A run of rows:
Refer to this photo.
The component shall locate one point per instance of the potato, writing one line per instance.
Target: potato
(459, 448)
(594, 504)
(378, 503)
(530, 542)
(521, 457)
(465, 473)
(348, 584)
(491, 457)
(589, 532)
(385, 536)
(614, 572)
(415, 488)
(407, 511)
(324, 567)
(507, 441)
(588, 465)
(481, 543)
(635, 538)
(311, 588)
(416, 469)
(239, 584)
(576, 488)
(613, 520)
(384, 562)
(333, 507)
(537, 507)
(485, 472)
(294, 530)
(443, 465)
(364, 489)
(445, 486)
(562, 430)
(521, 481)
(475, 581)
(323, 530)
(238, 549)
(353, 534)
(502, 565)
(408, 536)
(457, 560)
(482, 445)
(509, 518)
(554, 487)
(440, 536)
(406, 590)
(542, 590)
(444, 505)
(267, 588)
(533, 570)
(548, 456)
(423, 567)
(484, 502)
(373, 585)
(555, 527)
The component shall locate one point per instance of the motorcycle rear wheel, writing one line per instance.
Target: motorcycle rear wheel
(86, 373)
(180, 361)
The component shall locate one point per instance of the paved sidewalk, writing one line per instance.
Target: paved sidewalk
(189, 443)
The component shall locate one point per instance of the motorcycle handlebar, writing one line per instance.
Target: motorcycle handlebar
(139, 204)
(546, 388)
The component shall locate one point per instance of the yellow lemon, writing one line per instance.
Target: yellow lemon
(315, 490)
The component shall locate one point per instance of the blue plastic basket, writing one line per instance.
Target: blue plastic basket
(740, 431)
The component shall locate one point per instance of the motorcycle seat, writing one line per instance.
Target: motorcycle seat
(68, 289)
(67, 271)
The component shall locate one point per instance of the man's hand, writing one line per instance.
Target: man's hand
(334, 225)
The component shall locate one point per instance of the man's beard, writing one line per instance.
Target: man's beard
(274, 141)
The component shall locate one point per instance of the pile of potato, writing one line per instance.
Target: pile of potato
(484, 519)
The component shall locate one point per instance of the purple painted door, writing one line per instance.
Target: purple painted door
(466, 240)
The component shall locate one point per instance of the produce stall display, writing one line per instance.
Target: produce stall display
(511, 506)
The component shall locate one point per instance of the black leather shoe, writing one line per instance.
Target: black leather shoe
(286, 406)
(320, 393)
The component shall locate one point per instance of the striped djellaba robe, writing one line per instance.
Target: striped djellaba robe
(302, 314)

- DESCRIPTION OF THE TASK
Please write out every line again from the one containing "The component shall locate one point per instance of the pile" down to the end of the rows, keeping the other lines unchanged and adding 34 to each coordinate in the answers.

- RESULT
The component shall locate one point per instance of the pile of potato, writing one line per instance.
Target: pile of potato
(518, 553)
The component shall locate one point per instance of the purple painted door, writing one line per instance.
Target: purple painted door
(500, 274)
The component shall locate one point per instance of the produce stall display, writing one line per instance.
Target: produce stall display
(545, 540)
The component shall locate one point per instance of the black leather shoe, writing one line per instance.
Target: black leather shoe
(320, 440)
(354, 427)
The component shall locate one point per instance of the striped djellaba robe, writing one line per instance.
Target: striped djellaba robe
(336, 348)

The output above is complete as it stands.